■ **PROVIDED TEXT**
───
Cardiofaciocutaneous Syndrome

In: GeneReviews® [Internet]. Seattle (WA): University of Washington, Seattle; 1993.
[updated ].


Clinical characteristics: Cardiofaciocutaneous (CFC) syndrome is characterized by cardiac abnormalities (pulmonic stenosis and other valve dysplasias, septal defects, hypertrophic cardiomyopathy, rhythm disturbances), distinctive craniofacial appearance, and cutaneous abnormalities (including xerosis, hyperkeratosis, ichthyosis, keratosis pilaris, ulerythema ophryogenes, eczema, pigmented moles, hemangiomas, and palmoplantar hyperkeratosis). The hair is typically sparse, curly, fine or thick, and woolly or brittle; eyelashes and eyebrows may be absent or sparse. Nails may be dystrophic or fast growing. Affected individuals typically have some form of neurologic and/or cognitive delay (ranging from mild to severe). Most individuals have severe feeding issues, which can contribute to poor growth, and many require nasogastric or gastrostomy tube feeding. Many affected individuals have eye findings, including strabismus, nystagmus, refractive errors, and optic nerve hypoplasia. Seizures may be present and can be refractory to therapy.

Diagnosis/testing: The diagnosis of CFC syndrome is established in a proband with suggestive clinical findings by the identification of a heterozygous pathogenic variant in BRAF, MAP2K1, MAP2K2, or KRAS by molecular genetic testing.
───
■ **MATERIAL PROVIDED**
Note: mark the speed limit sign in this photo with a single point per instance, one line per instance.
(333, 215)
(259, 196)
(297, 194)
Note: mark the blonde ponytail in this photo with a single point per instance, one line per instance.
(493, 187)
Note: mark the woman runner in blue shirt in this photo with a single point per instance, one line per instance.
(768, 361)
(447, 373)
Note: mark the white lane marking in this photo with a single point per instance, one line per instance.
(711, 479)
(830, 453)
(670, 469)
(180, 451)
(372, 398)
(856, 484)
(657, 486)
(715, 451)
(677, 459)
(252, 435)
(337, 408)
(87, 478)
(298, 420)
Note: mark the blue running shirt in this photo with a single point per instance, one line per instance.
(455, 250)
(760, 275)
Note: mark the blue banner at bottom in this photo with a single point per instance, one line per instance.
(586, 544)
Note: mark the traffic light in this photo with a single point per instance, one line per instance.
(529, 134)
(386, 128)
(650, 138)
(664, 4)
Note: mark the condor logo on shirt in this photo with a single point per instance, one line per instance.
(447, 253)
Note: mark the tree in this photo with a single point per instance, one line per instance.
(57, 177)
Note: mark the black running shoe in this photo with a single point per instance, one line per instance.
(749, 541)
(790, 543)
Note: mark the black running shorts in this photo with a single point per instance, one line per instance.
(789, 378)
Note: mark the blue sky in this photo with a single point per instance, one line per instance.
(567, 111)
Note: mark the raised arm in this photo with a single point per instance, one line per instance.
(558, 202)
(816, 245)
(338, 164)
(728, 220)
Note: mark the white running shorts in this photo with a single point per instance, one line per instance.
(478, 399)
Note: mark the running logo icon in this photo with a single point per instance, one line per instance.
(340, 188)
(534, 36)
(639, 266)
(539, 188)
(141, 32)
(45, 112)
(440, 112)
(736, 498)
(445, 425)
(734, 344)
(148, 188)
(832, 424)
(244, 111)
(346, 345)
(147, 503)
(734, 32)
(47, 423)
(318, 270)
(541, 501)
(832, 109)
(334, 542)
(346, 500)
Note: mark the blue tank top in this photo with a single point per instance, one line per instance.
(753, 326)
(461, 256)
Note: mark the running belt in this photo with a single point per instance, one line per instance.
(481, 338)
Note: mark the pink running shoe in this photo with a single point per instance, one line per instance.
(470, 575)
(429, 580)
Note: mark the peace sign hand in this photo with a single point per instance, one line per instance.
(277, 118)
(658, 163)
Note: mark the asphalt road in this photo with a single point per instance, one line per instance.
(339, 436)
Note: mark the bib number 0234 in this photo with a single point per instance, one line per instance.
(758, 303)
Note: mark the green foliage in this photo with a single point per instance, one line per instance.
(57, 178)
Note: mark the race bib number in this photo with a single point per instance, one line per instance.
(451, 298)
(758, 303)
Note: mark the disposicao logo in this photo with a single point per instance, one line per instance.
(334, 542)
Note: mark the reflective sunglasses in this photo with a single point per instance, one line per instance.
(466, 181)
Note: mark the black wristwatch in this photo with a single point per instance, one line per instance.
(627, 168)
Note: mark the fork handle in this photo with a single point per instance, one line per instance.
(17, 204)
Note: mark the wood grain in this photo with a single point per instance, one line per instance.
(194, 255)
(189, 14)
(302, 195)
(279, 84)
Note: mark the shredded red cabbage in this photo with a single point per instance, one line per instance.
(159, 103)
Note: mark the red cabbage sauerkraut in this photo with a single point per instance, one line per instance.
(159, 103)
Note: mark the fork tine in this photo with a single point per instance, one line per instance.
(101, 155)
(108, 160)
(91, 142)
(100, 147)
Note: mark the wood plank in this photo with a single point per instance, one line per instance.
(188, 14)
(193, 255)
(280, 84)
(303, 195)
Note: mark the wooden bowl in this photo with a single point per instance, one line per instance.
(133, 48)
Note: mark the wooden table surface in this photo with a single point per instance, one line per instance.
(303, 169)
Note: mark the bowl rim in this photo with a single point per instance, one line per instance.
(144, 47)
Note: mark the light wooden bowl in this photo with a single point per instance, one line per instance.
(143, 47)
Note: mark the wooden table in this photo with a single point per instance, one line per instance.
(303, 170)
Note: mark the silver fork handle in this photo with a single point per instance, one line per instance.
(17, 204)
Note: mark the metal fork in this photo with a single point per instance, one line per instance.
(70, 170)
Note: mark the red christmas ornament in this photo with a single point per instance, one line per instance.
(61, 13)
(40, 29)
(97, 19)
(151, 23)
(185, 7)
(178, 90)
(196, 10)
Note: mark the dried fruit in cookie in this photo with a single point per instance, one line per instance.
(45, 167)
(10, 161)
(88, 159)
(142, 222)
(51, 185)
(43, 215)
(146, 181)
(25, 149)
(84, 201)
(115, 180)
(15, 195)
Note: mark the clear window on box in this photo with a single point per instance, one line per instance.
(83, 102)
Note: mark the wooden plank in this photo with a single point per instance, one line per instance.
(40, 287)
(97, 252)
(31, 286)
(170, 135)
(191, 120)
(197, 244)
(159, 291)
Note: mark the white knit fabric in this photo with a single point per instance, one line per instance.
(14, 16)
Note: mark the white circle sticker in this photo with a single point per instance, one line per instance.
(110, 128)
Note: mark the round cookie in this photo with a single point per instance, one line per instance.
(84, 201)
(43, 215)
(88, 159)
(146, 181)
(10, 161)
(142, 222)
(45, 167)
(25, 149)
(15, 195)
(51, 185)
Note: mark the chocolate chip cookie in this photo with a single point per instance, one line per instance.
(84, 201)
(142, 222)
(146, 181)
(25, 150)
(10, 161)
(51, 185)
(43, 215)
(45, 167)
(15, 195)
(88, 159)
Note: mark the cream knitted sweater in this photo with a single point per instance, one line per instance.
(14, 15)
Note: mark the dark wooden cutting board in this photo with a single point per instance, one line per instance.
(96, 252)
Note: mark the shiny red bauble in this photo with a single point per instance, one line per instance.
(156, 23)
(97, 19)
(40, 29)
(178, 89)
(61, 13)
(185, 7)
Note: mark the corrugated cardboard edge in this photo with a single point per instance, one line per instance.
───
■ **TO DO**
In the text on cardiofaciocutaneous syndrome, turn the paragraph beginning "Clinical characteristics:" into a bulleted list that keeps its main facts.

■ **SOLUTION**
- Cardiac abnormalities: pulmonic stenosis and other valve dysplasias, septal defects, hypertrophic cardiomyopathy, rhythm disturbances
- Distinctive craniofacial appearance
- Skin abnormalities: xerosis, hyperkeratosis, ichthyosis, keratosis pilaris, ulerythema ophryogenes, eczema, pigmented moles, hemangiomas, palmoplantar hyperkeratosis
- Hair: typically sparse, curly, fine or thick, and woolly or brittle; eyelashes and eyebrows may be absent or sparse
- Nails: may be dystrophic or fast growing
- Neurologic and/or cognitive delay, mild to severe, in most affected individuals
- Severe feeding issues in most, which can contribute to poor growth; many need nasogastric or gastrostomy tube feeding
- Eye findings in many: strabismus, nystagmus, refractive errors, optic nerve hypoplasia
- Seizures possible, sometimes refractory to therapy